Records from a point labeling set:

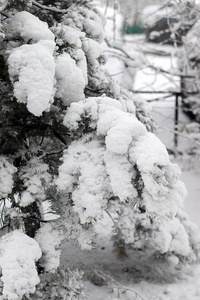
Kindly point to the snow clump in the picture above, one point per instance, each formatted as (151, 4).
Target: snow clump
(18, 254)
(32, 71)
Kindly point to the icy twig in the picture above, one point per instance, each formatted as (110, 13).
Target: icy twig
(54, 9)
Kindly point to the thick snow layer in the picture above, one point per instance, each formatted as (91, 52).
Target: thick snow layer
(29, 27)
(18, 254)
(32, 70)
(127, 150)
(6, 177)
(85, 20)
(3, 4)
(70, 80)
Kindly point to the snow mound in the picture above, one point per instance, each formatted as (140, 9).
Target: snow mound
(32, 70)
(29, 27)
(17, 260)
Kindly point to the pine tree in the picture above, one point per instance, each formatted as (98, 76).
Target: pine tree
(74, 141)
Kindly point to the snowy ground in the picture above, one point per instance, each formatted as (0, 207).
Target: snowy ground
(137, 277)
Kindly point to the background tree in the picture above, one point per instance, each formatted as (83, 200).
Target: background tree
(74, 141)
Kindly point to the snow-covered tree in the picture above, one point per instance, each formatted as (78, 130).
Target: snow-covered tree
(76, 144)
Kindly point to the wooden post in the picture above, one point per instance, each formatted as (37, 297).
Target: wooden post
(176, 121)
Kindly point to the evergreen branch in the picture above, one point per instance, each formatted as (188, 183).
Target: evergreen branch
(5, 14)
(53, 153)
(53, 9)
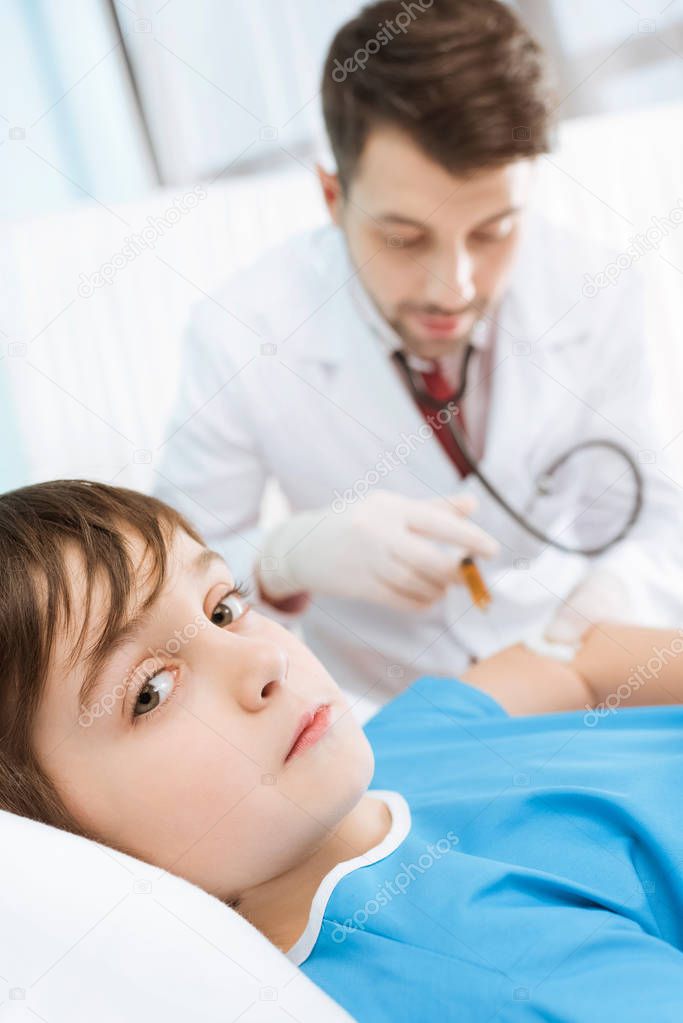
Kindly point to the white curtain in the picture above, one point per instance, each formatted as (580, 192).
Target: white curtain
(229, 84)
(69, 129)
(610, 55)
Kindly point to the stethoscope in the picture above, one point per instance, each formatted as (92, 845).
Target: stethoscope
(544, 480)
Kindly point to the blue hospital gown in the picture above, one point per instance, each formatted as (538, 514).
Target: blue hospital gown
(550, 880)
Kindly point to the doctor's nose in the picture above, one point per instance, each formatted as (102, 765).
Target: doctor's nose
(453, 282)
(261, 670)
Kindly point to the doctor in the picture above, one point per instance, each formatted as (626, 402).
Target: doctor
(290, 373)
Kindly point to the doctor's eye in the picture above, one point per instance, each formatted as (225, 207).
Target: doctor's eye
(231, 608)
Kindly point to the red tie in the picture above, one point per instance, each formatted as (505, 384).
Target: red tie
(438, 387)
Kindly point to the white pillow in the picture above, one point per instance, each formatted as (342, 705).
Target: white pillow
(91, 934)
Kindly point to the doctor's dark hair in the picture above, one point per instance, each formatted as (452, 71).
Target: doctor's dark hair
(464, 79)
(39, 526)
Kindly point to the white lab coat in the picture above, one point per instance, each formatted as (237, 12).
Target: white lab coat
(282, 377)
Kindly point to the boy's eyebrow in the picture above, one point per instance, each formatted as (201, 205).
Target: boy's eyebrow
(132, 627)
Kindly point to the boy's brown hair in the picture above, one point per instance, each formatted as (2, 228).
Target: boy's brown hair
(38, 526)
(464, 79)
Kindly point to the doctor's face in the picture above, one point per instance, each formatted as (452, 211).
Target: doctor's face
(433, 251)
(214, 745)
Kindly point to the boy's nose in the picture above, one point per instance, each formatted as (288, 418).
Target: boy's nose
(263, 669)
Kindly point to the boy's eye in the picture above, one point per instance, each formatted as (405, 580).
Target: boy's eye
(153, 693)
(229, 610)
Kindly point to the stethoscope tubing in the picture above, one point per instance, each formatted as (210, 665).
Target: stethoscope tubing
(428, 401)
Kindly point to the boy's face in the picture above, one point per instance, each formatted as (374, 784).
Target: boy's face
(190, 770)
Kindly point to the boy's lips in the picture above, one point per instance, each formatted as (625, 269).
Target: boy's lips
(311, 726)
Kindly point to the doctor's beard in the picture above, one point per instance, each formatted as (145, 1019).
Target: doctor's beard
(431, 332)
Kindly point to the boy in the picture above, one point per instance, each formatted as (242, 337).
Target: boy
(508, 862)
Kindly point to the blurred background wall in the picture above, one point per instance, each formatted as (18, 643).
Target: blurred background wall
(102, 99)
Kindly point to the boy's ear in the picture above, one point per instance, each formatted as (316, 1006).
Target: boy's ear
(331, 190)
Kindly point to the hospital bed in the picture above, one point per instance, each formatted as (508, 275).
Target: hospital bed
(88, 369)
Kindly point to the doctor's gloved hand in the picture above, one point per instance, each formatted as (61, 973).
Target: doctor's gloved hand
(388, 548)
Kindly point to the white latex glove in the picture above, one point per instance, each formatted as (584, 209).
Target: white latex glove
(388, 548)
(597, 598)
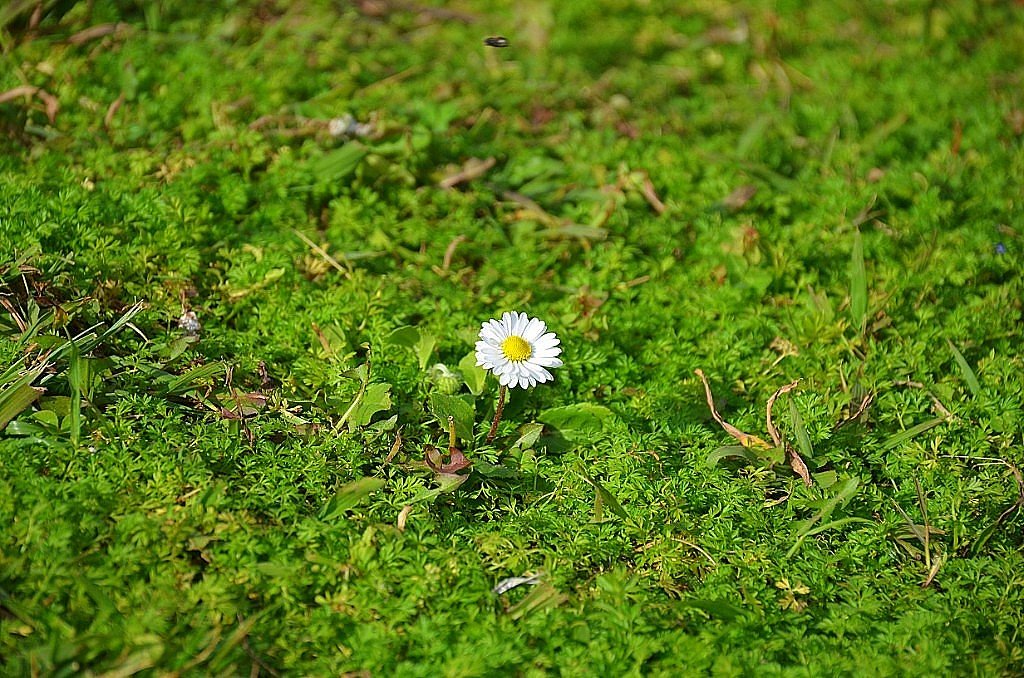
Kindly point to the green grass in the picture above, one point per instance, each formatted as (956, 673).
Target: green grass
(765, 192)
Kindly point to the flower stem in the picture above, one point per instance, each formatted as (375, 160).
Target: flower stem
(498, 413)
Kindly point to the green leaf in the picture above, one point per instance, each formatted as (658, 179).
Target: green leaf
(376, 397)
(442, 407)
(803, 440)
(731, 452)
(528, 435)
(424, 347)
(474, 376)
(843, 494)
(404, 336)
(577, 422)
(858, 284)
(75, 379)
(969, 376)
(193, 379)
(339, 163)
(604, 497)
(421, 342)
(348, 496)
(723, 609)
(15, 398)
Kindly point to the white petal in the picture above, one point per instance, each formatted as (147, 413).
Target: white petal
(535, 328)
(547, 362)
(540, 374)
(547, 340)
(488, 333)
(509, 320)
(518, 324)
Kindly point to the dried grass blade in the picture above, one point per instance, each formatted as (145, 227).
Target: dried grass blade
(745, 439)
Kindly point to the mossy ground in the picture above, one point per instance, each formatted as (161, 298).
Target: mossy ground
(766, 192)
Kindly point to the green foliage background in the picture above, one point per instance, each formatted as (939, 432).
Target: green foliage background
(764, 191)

Work to be completed: Every line above should be returned word for word, with the pictures left behind.

Correct response:
Kindly point to the snow clump in the picture above, one point per instance, each formatted as (151, 4).
Target: snow clump
(18, 254)
(32, 71)
Kindly point to the icy twig in the picture above, one point per instance, each formatted as (110, 13).
Target: icy twig
(54, 9)
Kindly point to the thick snow layer in the picture above, one point per instance, each formatted as (91, 52).
Target: thick snow layer
(29, 27)
(18, 254)
(32, 70)
(127, 150)
(6, 177)
(85, 20)
(3, 4)
(70, 80)
Kindly point to the snow mound in the picture above, one point per instance, each formatted as (140, 9).
Target: snow mound
(32, 70)
(29, 27)
(17, 260)
Kindly point to the pine tree in the picture above, one point per instance, each formatted as (98, 76).
Target: pine tree
(74, 141)
Kindly point to the snowy ground in the picture above, one point per instance, each formatted as (0, 207).
Target: snowy ground
(137, 277)
Kindly point to the background tree in the picture above, one point per instance, each formatted as (83, 200).
Target: background tree
(74, 141)
Kindly point to the snow-covered tree in the picture above, one point per instance, each formatted as (78, 130).
Target: snow-covered tree
(76, 144)
Kindly point to the wooden post in the picture above, one point per instance, each formatted as (37, 297).
Target: wooden post
(176, 121)
Kindly point to the evergreen branch in the picture above, one point per instance, each formatted as (188, 183).
Target: evergreen branch
(5, 14)
(53, 153)
(53, 9)
Kindly point to the white curtain in the picture above, one point per instance, each formatted as (580, 192).
Target: white curtain
(229, 84)
(69, 129)
(610, 55)
Kindly point to the stethoscope in the picture above, one point per instance, each formatted as (92, 845).
Target: stethoscope
(544, 480)
Kindly point to the blue hospital gown in the picture above, one point per instance, each formatted as (538, 514).
Target: blue hospital gown
(550, 880)
Kindly point to the doctor's nose in the picture above, one point per instance, each formatted as (102, 765).
Target: doctor's nose
(453, 282)
(261, 670)
Kindly point to the doctor in the picture above, one point per instance, each formatted as (626, 402).
Target: doctor
(290, 373)
Kindly point to the doctor's eye in the picture above, one point per instance, each formatted as (225, 207).
Target: doctor's eye
(231, 608)
Kindly point to the red tie in the picture above, one point per instance, each formatted as (505, 384).
Target: red tie
(438, 387)
Kindly point to the white pillow in the picture above, one point per instance, each formatted as (342, 705).
Target: white pillow
(91, 934)
Kindly point to the doctor's dark hair in the picture above, one point per instance, each formatted as (452, 71).
Target: doctor's dark hair
(464, 79)
(39, 526)
Kindly point to the white lab coat in the picture above, one point per instance, each formatted as (237, 12).
Target: white lab coat
(282, 377)
Kindly point to the boy's eyebrow in the picture above, one point per instance, each formatted as (201, 205).
Target: boy's eyebrow
(132, 627)
Kindly point to the boy's brown hair in the picture above, one point per instance, each formatted as (2, 228).
Target: boy's brown hair
(38, 526)
(464, 79)
Kindly point to the doctor's face in the picture above, one point per instance, each formatted as (452, 211).
Target: doctor's face
(433, 251)
(214, 745)
Kindly point to the boy's nose in the picture above, one point per instance, each formatted as (288, 418).
Target: boy's nose
(263, 669)
Kindly point to the boy's eye in the picture above, one point per instance, each formatted as (405, 580).
Target: boy's eye
(153, 693)
(229, 610)
Kindly point to the stethoscope tubing in the picture above, one point per instance, each formatted as (210, 665).
Target: stethoscope tubing
(428, 401)
Kindly point to the boy's face in the picture above, one point per instance, each formatted as (374, 784).
Target: boy's face
(190, 770)
Kindly point to the boy's lips in the picture above, one point per instance, each formatted as (625, 269).
Target: boy's lips
(311, 726)
Kindly point to the doctor's beard in the picture above, one point per instance, each formatted as (145, 1019).
Target: doctor's beard
(431, 332)
Kindly point to the boy in the picture above, one point per instance, each formatted as (242, 337).
Target: boy
(508, 862)
Kindly point to the blurred background wall in the picture above, one point per instance, each formatted as (18, 643).
Target: blurred background wall
(102, 99)
Kindly point to the boy's ear in the picture above, one point per instance, each formatted as (316, 1006).
Target: boy's ear
(331, 190)
Kindly point to the hospital bed in the picture above, one point per instance, each formatted as (508, 275).
Target: hospital bed
(88, 369)
Kindly point to the doctor's gloved hand in the picture above, one point per instance, each formatted as (61, 973).
Target: doctor's gloved hand
(388, 548)
Kindly point to the white latex glove in the picture above, one point per instance, each formatted as (584, 209).
Target: white latex glove
(388, 548)
(597, 598)
Kindly point to the green grass in the picture above, one point per instance, each formatted as (956, 673).
Target: green grass
(765, 192)
Kindly point to the flower stem in the picture above, one point per instance, each formatted as (375, 160).
Target: flower stem
(498, 413)
Kindly point to the green leaf in the picture above, one point per instance, each formatted as (658, 179).
Target: green leaf
(376, 397)
(442, 407)
(803, 440)
(731, 452)
(528, 435)
(424, 347)
(474, 376)
(843, 494)
(404, 336)
(577, 422)
(858, 284)
(75, 379)
(969, 376)
(193, 379)
(339, 163)
(604, 497)
(421, 342)
(348, 496)
(723, 609)
(15, 398)
Kindly point to the white petal in the picture above, one point per instance, each formatted as (147, 413).
Target: white petal
(535, 328)
(547, 362)
(540, 374)
(547, 340)
(488, 333)
(509, 320)
(518, 324)
Kindly point to the dried grass blade in the picture above, one point per instance, each formatted as (145, 227).
Target: dried grass blade
(745, 439)
Kindly point to the mossy ground in the picture above, one point per instance, each formatted as (161, 298).
Target: mossy ground
(766, 192)
Kindly point to the green foliage background in the picture above, one point per instance, each formatted as (939, 432).
Target: green foliage background
(764, 191)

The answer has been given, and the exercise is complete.